Work instruction -> Using the data below, copy every line that contains the word "motorcycle".

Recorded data
════

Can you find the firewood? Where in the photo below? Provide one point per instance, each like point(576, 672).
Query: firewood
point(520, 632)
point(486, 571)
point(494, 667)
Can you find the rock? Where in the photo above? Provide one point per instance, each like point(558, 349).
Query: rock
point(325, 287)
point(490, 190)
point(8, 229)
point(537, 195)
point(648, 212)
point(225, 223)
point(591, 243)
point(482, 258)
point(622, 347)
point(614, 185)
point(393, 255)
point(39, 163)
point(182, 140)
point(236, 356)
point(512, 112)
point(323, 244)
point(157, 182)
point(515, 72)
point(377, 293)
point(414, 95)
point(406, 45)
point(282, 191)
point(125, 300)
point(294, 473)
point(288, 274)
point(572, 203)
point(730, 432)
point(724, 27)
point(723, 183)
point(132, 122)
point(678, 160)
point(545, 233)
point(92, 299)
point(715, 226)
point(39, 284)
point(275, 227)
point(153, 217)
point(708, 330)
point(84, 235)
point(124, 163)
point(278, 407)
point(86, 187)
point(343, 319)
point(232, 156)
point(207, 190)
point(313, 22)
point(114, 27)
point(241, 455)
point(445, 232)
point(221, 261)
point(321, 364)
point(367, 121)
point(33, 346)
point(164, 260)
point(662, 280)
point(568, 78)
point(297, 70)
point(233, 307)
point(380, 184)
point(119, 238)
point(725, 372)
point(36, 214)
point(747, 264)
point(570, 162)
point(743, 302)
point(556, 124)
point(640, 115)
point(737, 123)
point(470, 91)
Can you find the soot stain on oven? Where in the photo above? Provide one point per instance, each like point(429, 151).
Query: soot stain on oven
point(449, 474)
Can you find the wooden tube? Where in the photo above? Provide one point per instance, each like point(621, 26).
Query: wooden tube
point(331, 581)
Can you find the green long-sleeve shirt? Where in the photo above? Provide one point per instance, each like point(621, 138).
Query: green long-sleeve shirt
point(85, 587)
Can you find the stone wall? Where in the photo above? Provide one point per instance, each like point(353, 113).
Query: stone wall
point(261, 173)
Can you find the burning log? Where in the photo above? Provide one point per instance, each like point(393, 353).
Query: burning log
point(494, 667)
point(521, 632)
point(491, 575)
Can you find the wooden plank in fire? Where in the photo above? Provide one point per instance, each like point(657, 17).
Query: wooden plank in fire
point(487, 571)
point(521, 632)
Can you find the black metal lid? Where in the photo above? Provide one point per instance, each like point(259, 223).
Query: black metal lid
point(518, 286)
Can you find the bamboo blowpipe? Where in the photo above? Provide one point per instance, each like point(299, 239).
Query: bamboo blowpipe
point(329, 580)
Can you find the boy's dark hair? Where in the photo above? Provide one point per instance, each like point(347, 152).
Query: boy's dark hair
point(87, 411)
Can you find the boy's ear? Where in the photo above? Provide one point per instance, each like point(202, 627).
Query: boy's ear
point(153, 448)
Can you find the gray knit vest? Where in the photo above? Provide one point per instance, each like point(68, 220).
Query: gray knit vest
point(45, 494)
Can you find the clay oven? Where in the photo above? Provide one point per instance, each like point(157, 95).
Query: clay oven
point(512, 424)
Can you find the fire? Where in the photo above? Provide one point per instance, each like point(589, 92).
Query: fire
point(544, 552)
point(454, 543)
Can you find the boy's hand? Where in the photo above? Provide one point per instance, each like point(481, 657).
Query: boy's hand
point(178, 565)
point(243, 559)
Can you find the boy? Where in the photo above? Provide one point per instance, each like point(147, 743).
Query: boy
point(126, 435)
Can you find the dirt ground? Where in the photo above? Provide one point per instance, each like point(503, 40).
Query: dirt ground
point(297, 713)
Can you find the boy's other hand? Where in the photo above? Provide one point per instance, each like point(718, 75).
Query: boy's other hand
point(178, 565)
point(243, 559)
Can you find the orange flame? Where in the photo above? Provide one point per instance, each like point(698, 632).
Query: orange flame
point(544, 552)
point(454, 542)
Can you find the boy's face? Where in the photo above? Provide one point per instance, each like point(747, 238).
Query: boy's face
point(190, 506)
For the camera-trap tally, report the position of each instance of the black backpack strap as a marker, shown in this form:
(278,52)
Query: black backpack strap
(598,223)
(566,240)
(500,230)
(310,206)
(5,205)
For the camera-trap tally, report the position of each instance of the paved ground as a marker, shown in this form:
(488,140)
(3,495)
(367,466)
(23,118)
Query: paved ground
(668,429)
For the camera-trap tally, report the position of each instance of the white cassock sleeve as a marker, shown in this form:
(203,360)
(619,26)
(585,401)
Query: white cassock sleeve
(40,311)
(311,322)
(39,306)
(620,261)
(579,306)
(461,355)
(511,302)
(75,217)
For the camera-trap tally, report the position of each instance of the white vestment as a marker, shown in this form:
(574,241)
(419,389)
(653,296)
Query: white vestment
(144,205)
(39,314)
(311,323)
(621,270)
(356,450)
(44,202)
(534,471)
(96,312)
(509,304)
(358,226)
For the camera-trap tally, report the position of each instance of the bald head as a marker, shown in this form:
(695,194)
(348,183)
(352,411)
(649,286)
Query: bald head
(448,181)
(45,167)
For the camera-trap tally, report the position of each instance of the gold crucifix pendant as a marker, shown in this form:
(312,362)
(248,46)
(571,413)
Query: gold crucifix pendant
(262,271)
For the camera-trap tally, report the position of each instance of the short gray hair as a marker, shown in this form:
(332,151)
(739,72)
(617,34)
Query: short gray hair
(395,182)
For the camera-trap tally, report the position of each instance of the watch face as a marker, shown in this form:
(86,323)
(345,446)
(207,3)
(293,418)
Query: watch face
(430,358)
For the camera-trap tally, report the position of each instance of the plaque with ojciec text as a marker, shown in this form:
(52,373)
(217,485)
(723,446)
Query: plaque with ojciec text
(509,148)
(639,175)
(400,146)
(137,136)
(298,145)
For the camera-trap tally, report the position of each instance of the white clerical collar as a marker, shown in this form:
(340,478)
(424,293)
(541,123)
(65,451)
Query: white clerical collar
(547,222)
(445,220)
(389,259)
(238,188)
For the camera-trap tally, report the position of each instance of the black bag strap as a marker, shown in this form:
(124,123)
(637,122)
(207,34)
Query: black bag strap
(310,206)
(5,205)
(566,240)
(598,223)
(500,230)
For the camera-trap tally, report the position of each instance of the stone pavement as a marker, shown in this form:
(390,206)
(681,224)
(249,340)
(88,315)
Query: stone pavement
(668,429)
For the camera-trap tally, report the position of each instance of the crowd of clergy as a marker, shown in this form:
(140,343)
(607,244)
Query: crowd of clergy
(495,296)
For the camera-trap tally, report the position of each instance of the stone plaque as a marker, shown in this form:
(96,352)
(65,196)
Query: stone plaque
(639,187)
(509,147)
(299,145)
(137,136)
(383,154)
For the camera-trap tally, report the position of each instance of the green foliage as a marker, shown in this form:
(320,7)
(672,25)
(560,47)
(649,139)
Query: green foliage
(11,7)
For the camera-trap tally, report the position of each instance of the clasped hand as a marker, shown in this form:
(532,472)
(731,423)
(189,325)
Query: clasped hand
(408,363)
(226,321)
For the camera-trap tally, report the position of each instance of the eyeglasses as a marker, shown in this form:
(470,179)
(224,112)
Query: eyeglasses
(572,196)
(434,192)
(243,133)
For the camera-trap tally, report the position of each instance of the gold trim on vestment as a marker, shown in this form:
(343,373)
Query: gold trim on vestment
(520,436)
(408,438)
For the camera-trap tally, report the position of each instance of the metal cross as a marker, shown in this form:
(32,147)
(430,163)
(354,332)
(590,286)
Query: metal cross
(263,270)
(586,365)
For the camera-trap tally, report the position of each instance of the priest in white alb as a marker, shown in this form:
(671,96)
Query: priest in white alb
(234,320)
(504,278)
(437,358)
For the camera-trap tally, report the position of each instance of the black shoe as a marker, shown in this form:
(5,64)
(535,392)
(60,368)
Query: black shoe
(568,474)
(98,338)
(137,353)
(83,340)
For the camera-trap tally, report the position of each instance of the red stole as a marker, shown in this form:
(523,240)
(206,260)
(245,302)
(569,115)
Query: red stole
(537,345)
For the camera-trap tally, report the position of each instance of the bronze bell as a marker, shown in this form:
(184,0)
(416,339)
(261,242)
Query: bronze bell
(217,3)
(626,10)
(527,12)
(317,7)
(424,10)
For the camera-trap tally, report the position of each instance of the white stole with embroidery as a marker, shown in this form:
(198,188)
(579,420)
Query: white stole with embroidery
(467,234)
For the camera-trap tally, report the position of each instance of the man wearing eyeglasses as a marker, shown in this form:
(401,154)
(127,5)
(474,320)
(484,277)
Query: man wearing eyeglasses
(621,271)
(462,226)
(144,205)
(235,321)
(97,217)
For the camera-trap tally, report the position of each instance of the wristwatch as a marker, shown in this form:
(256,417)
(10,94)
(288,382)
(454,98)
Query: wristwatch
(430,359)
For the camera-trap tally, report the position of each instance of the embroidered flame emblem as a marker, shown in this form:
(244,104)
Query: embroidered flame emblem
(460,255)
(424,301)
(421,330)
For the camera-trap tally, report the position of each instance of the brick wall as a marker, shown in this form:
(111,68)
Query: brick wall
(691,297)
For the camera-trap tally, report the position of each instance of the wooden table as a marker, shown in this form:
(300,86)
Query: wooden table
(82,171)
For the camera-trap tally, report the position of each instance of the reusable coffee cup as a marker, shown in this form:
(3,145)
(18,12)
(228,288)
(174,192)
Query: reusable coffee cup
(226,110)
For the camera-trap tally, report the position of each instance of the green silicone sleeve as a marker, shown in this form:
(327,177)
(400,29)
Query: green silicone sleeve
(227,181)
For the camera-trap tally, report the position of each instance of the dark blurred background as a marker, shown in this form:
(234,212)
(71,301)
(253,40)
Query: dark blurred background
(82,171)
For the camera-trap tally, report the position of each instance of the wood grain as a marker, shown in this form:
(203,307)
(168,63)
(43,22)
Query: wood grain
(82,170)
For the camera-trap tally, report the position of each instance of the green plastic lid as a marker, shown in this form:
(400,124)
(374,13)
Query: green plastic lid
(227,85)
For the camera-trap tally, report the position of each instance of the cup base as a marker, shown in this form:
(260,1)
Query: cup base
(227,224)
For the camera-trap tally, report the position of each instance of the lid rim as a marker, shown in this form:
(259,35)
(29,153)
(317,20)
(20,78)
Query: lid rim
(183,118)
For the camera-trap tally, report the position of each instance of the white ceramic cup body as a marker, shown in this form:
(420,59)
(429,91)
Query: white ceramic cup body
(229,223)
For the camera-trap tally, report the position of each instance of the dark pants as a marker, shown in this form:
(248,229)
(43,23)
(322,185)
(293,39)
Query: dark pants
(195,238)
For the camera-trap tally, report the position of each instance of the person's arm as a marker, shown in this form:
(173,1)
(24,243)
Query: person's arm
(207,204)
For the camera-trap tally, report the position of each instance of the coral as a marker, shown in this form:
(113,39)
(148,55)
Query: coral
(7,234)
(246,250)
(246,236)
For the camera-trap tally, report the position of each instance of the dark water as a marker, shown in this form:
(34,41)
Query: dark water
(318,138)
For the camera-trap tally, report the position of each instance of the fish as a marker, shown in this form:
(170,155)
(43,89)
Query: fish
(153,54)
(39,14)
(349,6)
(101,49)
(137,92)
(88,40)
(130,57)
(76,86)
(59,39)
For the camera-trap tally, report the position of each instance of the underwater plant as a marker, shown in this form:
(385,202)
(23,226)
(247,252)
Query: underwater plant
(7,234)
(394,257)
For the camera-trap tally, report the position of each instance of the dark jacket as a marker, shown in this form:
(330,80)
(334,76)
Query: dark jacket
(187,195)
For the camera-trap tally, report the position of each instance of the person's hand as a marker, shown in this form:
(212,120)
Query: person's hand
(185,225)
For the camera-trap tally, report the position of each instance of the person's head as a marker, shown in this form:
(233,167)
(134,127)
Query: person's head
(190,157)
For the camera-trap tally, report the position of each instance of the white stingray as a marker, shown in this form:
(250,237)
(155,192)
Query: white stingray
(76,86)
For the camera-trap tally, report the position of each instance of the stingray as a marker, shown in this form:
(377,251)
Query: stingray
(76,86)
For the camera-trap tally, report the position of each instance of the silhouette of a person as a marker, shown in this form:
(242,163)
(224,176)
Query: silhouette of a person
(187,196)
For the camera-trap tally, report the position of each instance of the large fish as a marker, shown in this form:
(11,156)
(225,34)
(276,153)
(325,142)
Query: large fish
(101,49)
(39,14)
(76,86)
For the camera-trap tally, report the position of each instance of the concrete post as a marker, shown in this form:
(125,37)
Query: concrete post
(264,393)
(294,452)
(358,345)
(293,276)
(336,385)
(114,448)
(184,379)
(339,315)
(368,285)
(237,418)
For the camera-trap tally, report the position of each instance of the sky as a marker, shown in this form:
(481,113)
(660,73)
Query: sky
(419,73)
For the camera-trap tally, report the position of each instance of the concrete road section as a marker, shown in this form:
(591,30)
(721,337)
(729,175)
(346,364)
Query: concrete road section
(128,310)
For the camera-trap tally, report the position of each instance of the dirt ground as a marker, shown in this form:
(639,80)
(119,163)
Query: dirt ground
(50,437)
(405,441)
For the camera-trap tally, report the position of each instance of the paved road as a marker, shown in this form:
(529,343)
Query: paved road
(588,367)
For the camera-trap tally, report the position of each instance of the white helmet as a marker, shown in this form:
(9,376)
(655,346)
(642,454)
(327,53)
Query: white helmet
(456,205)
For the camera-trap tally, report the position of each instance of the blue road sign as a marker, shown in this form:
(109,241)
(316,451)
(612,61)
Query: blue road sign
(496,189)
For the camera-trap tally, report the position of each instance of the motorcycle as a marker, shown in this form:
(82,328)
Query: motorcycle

════

Task output ->
For the camera-trap tally, report the position of each instance of the motorcycle as a marker, shown in this form:
Query: motorcycle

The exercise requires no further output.